Given exercise: Begin with the line that contains "Mark one point per instance of the brick" and transcribe each line after it, up to and including the last line of the listing below.

** begin Data provided **

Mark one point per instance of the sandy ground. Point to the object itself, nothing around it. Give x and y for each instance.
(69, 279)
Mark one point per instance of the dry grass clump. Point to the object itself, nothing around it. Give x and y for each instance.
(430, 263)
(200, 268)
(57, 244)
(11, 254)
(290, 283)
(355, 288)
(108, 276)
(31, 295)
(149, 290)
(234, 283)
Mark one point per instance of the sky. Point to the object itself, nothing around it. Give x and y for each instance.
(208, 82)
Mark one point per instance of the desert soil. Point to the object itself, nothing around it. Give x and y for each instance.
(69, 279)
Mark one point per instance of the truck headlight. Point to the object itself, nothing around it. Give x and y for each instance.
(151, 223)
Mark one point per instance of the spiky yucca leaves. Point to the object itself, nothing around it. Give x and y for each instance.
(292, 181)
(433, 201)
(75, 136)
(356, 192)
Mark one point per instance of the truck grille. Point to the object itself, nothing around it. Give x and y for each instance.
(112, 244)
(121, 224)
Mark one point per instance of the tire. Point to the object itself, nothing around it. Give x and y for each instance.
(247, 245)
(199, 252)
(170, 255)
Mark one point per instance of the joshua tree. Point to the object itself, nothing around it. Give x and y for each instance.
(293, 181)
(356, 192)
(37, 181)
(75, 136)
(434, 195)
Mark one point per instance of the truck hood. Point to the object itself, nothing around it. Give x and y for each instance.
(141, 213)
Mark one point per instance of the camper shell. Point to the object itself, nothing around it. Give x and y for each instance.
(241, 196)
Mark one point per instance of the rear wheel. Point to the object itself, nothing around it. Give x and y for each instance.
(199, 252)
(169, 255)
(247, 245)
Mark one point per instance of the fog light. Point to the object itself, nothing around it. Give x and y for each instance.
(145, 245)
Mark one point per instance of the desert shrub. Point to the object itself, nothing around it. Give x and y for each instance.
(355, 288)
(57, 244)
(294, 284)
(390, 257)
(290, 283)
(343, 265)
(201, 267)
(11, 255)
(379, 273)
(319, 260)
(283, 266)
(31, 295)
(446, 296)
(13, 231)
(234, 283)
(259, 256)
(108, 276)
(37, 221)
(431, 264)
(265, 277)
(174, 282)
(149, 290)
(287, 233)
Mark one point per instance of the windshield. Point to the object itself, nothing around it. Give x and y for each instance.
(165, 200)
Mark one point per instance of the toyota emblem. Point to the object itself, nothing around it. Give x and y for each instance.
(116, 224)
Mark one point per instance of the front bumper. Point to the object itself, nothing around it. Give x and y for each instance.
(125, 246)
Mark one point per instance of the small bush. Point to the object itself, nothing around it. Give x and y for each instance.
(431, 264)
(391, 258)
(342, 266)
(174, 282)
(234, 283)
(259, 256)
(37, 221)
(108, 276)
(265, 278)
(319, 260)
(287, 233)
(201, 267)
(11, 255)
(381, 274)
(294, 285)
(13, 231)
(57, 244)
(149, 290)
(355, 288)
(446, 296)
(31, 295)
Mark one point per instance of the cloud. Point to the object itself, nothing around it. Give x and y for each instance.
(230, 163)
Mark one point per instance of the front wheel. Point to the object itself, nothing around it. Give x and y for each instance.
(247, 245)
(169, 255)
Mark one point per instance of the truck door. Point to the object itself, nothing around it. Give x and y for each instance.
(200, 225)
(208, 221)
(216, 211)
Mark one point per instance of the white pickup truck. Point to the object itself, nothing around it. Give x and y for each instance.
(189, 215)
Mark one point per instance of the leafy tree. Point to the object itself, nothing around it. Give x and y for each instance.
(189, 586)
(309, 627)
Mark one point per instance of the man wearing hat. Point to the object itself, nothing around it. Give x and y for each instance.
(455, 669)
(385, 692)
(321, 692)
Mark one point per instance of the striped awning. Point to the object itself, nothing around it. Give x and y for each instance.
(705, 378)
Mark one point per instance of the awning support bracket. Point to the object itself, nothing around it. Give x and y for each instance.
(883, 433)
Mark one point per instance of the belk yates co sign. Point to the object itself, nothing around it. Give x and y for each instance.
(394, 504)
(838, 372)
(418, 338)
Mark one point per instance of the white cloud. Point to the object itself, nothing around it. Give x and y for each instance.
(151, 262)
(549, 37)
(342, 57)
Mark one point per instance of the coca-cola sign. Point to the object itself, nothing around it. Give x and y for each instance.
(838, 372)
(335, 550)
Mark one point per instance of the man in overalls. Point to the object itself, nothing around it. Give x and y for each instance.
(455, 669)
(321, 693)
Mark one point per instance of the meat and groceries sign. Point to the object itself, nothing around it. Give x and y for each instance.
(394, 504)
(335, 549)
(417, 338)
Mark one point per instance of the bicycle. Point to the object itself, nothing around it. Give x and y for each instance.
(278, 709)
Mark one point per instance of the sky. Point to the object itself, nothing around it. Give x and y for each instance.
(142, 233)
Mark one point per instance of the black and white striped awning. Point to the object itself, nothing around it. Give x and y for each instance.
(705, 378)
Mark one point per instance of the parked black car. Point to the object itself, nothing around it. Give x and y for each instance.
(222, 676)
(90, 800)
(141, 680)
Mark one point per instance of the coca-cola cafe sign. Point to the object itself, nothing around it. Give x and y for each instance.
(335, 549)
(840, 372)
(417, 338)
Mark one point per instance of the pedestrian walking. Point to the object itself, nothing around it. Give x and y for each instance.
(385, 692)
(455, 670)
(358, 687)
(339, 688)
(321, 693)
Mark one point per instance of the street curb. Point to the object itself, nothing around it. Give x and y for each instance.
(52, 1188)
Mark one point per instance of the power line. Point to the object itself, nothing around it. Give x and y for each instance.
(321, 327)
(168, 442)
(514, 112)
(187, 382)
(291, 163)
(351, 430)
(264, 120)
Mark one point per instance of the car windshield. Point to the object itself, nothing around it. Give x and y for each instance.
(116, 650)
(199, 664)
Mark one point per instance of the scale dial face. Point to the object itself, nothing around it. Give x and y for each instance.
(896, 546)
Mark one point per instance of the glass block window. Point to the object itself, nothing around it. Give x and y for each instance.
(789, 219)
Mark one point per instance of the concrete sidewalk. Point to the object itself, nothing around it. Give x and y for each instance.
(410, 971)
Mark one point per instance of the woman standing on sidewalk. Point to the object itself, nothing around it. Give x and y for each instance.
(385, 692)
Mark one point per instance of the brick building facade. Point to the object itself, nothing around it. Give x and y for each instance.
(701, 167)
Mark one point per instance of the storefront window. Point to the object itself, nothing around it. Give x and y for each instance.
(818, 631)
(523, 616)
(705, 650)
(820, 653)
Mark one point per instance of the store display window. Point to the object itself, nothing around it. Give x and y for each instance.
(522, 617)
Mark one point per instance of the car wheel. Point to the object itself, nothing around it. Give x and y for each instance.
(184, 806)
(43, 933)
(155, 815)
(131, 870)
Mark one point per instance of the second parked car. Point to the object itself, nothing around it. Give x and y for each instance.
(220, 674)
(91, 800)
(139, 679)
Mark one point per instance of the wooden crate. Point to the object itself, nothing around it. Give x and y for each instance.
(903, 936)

** end Data provided **

Solved exercise:
Mark one point per instance of the brick building facade. Point to the object itself, nothing around it. Give x and y for each instance.
(701, 167)
Mark one point per instance of the storefront window. Point to the object itself, nothing around it. Give x and y for each instance.
(818, 631)
(523, 616)
(705, 650)
(820, 653)
Mark one point per instance of the store display window. Point to the object itself, nothing around it. Give x and y for each instance.
(522, 617)
Mark one point per instance of the car wheel. Point to the object itself, nothing around it. Give x and y for each instance.
(184, 806)
(43, 933)
(155, 815)
(131, 870)
Mark one point per instance of the second parked car. Point to the object itself, nothing around it. Give x and y for each instance.
(220, 674)
(91, 800)
(139, 679)
Mark one point per instance of the wooden crate. Point to the object itself, nothing around it. Give x and y for each instance.
(903, 936)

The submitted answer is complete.